▸ **WORK TO COMPLETE**: Quote the forum thread word for word, starting at "One preliminary question: how" and ending at "the link's context.".

▸ **SOURCE TEXT**:

┏━━

One preliminary question: how are the enums loaded now? I don't see the enum tab anymore, but can't figure out how the magic works.

The enum tab is there but hidden to prevent accidental edits. You should be able to unhide it if you need to. Let me know if you run into problems.

This is nice; yet looks like the parent id field gets duplicated. I'm removing it manually.

Ah, thanks for flagging. I will fix it in the next iteration. I've created an issue: #6

@duncandewhurst
Copy link
Collaborator Author

  • for IANA codelist indicating related publication, i used
    "describedby": Refers to a resource providing information about the link's context.

'describedby' is used to link to the schema that describes that RDLS metadata so it probably isn't the right code here. What is the relationship between the related publication and the dataset? Does it fit the semantics of referencedBy or sources?

@matamadio
Copy link
Collaborator

matamadio commented Aug 10, 2023

'describedby' is used to link to the schema that describes that RDLS metadata so it probably isn't the right code here. What is the relationship between the related publication and the dataset? Does it fit the semantics of referencedBy or sources?

┗━━

▸ **DATA SUPPLIED**:
┏━━

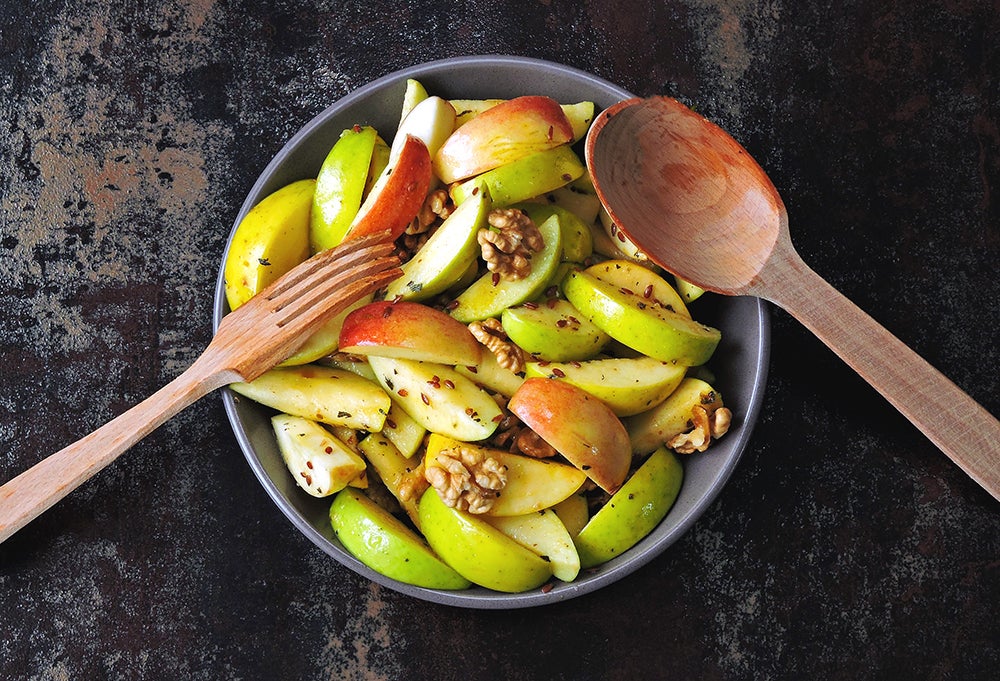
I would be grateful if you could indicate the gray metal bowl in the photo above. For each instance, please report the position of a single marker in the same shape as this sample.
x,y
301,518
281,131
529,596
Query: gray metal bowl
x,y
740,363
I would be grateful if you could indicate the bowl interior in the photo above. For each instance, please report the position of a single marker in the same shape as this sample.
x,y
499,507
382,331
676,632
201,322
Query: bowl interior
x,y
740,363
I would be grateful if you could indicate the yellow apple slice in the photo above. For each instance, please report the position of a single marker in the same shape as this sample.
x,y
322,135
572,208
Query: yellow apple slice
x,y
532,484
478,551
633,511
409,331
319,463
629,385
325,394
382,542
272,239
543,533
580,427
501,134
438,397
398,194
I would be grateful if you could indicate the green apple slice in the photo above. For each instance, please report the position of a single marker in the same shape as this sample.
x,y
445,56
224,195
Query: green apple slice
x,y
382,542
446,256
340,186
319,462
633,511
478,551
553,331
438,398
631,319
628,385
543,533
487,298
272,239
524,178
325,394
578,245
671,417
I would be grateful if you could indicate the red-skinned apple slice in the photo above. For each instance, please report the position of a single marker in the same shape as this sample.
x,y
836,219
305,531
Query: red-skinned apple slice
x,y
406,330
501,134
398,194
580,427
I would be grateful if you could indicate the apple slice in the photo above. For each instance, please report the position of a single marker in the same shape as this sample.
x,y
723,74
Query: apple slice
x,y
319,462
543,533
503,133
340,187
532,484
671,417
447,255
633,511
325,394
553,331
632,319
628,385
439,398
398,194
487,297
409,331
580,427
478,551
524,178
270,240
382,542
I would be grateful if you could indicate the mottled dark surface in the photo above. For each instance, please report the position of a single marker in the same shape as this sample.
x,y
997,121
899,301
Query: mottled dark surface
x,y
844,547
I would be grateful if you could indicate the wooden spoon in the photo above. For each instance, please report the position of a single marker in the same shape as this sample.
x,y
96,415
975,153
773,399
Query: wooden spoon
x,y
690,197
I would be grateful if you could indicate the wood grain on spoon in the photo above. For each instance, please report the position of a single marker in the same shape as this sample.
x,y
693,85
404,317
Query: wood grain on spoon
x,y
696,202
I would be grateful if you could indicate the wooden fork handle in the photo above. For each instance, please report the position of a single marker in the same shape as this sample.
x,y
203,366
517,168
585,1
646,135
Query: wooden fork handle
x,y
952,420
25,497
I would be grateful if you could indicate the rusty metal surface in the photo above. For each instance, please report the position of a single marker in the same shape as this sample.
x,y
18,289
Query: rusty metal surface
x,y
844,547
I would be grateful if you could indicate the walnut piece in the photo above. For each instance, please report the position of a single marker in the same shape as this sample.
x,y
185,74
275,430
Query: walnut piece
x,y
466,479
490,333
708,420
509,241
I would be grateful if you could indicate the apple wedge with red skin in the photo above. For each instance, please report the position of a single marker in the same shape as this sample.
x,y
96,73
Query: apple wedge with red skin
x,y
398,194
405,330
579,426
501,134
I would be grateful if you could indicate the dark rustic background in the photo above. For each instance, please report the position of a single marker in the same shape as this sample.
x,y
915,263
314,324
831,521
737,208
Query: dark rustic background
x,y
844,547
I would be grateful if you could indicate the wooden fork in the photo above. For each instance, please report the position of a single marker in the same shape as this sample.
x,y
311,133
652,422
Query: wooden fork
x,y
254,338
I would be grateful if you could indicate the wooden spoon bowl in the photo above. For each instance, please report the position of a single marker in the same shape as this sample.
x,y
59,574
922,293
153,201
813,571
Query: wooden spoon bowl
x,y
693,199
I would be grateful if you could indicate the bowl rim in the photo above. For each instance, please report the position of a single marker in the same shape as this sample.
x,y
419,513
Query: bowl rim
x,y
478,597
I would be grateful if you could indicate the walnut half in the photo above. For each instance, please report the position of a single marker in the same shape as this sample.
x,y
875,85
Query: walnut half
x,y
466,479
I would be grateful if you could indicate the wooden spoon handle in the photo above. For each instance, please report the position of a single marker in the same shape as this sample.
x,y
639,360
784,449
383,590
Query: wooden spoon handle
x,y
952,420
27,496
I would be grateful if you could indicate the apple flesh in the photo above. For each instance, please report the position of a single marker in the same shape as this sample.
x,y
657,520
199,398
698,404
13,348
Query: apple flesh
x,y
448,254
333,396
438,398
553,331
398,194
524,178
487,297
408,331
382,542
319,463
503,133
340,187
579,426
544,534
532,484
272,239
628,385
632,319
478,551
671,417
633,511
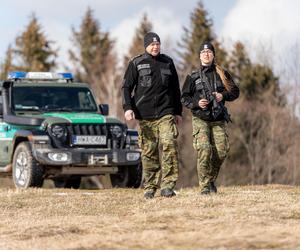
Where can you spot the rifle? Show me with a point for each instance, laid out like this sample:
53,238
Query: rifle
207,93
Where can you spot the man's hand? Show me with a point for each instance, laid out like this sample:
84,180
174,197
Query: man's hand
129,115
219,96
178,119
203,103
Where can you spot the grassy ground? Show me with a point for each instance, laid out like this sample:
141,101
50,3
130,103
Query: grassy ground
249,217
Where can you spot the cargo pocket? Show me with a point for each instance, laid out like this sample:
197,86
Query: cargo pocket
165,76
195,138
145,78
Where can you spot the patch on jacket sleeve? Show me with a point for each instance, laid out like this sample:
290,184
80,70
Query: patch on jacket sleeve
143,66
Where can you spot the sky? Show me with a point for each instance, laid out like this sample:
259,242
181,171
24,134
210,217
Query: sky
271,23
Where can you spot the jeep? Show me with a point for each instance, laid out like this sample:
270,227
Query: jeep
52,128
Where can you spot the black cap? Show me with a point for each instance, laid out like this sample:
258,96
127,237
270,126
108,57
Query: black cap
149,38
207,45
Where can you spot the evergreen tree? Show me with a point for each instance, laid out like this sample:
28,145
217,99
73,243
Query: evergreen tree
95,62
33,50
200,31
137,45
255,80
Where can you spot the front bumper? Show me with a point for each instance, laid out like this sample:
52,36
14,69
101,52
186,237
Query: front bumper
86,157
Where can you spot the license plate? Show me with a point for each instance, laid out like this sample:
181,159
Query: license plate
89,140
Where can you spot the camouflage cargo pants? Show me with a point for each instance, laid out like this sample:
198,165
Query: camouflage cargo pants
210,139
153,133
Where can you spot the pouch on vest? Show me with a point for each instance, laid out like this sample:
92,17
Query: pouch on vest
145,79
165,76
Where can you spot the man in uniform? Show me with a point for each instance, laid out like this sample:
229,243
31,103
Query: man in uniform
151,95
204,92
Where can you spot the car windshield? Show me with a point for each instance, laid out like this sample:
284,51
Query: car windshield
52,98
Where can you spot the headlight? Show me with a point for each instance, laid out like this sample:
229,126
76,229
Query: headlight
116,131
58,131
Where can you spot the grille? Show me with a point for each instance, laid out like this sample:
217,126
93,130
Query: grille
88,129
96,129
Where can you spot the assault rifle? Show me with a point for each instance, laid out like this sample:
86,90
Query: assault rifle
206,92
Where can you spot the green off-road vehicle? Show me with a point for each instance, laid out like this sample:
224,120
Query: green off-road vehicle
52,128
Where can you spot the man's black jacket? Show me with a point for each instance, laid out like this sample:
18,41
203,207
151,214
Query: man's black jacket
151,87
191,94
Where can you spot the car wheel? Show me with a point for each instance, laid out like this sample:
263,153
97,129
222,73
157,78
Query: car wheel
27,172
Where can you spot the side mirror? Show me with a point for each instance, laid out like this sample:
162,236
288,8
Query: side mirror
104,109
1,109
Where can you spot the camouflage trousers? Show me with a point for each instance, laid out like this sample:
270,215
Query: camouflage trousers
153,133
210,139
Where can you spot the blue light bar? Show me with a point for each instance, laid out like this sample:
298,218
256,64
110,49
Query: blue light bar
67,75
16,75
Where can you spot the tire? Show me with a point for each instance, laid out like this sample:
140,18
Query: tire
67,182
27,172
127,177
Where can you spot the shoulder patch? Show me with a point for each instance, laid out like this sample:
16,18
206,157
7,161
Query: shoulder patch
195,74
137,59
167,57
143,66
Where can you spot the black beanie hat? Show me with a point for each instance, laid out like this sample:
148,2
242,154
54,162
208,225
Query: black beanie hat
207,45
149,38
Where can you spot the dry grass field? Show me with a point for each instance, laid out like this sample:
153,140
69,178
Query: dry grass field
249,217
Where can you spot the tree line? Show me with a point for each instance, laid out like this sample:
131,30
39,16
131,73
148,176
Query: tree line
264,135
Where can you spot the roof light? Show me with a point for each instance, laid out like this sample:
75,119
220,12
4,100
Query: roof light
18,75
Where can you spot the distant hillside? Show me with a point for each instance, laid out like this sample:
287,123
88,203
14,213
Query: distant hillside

┗━━

▸ **CORRECT OUTPUT**:
One preliminary question: how are the enums loaded now? I don't see the enum tab anymore, but can't figure out how the magic works.

The enum tab is there but hidden to prevent accidental edits. You should be able to unhide it if you need to. Let me know if you run into problems.

This is nice; yet looks like the parent id field gets duplicated. I'm removing it manually.

Ah, thanks for flagging. I will fix it in the next iteration. I've created an issue: #6

@duncandewhurst
Copy link
Collaborator Author

  • for IANA codelist indicating related publication, i used
    "describedby": Refers to a resource providing information about the link's context.